*** Provided text
The oil price refers to the spot price of a barrel of benchmark crude oil. As with all commodities, the oil price is determined by the balance between supply and demand. The supply of oil is dependent on geological discovery, the legal and tax framework for oil extraction, the cost of extraction, the availability and cost of technology for extraction, and the political situation in oil-producing countries. Both domestic political instability in oil-producing countries and conflicts with other countries can destabilize the oil price.

From 1999 to 2008, the price of oil rose materially due to rising oil demand in countries like China and India. In the financial crisis of 2007–2008, the price of oil underwent a significant decrease after the record peak of $145 it reached in July 2008. On December 23, 2008, WTI crude oil spot price fell to $30.28 a barrel, the lowest since the financial crisis of 2007–2010 began. The price sharply rebounded after the crisis and rose to $82 in 2009. For about 3.5 years the price remained in the $90–$120 range. In 2014, prices started declining due to a significant increase in US oil production, and declining demand in the emerging countries. By January 2015 the price of benchmark crude oil reached below $50, with squeezed profits. A record dip below $44 for WTI was reached in March 2015. Oil prices decreased to a six-year low to $36 in December 2015. Some analysts predicted that it may continue to drop further, as low as $18.

Cost of cumulative crude oil production in the fall of 2014:

Source: Scotia Bank Equity Research

    • Government Spending: Government spending has increased significantly in the form of some mega construction projects (like Padma bridge, flyover projects, etc), increase in public salaries, new power plants start-up & IT infrastructural projects. The spending has been enhanced by the stable fuel price decision which enables the government to gain significant economic benefit in the form of a higher profit margin out of fuel sales.
      • Investment: If the government of Bangladesh cut the fuel price for the domestic economy, private investment would be enhanced materially as fuel is used as one of the key inputs for the production of goods & services for our economy. Producers would get huge benefits in the form of high-profit margins & price regulatory authority could control/reduce the price level of commodities efficiently. Inflation would be curbed & investment would be increased with growth opportunities and new job creation for Bangladesh. But as the government didn’t cut the fuel price level for the domestic economy, private investment can’t be attracted to the entrepreneurs. But in case of public investment, its act as a stimulus as it drives higher cash flows to government account.
******
*** Entries provided
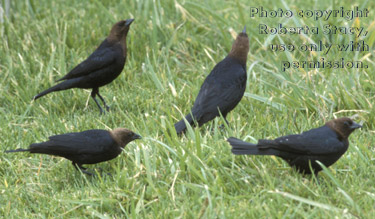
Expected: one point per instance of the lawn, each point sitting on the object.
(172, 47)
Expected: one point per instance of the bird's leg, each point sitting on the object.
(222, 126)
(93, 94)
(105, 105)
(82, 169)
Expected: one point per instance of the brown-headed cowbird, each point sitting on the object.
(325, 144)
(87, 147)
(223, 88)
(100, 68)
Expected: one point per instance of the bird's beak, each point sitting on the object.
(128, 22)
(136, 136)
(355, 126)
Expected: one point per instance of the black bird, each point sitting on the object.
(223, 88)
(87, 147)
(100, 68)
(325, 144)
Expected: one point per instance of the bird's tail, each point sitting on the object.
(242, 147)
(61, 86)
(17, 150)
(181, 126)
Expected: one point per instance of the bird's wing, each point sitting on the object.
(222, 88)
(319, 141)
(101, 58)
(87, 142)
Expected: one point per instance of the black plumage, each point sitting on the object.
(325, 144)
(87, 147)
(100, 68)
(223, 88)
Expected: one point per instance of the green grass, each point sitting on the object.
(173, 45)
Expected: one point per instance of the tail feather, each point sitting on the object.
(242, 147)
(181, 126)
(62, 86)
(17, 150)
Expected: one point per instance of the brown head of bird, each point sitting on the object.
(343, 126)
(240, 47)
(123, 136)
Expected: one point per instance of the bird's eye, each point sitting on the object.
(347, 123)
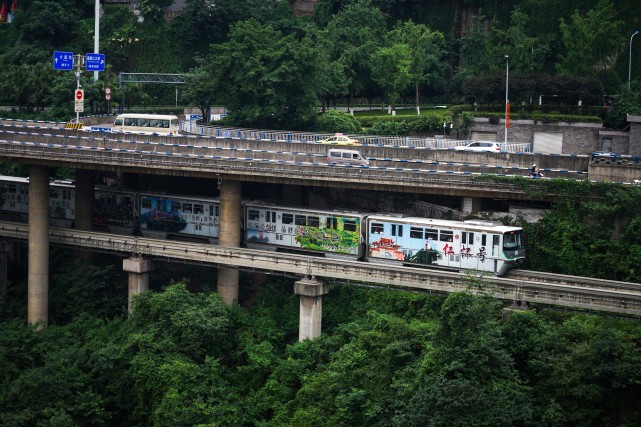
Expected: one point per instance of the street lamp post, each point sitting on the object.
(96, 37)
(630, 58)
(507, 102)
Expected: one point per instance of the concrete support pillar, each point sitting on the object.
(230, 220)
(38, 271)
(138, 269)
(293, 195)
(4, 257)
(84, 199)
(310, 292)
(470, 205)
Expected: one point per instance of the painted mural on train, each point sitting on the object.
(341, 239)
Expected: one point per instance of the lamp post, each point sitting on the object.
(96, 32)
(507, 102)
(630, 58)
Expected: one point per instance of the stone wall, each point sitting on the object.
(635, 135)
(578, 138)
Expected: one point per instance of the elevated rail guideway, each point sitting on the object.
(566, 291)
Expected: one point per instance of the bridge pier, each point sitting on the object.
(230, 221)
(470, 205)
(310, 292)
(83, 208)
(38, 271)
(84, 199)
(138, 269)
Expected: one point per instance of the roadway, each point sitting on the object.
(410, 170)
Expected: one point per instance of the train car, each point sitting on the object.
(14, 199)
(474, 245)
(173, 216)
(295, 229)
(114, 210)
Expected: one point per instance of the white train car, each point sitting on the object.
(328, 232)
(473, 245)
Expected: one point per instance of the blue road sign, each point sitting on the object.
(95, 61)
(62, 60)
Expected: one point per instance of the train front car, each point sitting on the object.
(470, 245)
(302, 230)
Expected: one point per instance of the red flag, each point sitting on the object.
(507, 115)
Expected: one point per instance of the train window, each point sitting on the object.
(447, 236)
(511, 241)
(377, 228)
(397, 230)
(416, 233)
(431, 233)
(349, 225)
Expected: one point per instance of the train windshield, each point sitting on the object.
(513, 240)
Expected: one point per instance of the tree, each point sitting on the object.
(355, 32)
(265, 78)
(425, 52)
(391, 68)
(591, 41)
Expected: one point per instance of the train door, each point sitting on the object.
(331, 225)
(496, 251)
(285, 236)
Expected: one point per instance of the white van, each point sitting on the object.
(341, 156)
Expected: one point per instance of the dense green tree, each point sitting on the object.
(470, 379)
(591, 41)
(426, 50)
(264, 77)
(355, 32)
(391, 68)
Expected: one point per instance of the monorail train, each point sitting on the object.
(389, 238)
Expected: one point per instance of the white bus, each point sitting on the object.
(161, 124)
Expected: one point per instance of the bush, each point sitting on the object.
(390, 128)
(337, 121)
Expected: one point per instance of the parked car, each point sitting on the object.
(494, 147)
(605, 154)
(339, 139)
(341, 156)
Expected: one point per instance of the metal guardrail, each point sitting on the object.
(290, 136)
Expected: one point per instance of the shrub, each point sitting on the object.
******
Written request 1
According to the passage on oil prices, what are all the factors that the supply of oil depends on?
Written request 2
Write the next part of the passage on oil prices and the economy of Bangladesh, picking up after its final sentence.

Task response 1
- Geological discovery
- The legal and tax framework for oil extraction
- The cost of extraction
- The availability and cost of technology for extraction
- The political situation in oil-producing countries

Task response 2
        • Consumption: With the slump in global fuel price, it’s expected by the government of Bangladesh to trigger down the selling price of petroleum & liquefied natural gas. Some key International financial intuitions also advised Bangladesh to reduce the price level of fuel price so that inflationary pressure can be curbed & to increase in money supply in the form of consumer spending. As the income of someone is derived by the spending of another, it would be wise for Bangladesh to cut the fuel price enhancing economic activities fuelling growth. But Government decided to stabilize the price level with the hope to gain a higher profit margin so that Bangladesh Petroleum Corporation (BPC) can be solvent enough to offset its past subsidies on fuel price to the consumers. In addition, Government wants to meet its deficit financing need by utilizing the benefit derived from stable fuel prices in Bangladesh to some extent. But till now Government hasn’t made any change in fuel price for meeting domestic demand. As a result, inflationary pressure becomes unchanged, consumer spending becomes the same as the previous level. As the fuel price is inelastic in nature, domestic consumers are bound to pay the same amount of money to buy fuel. The oil price fell rapidly in the month of January 2016 causing the cost of WTI.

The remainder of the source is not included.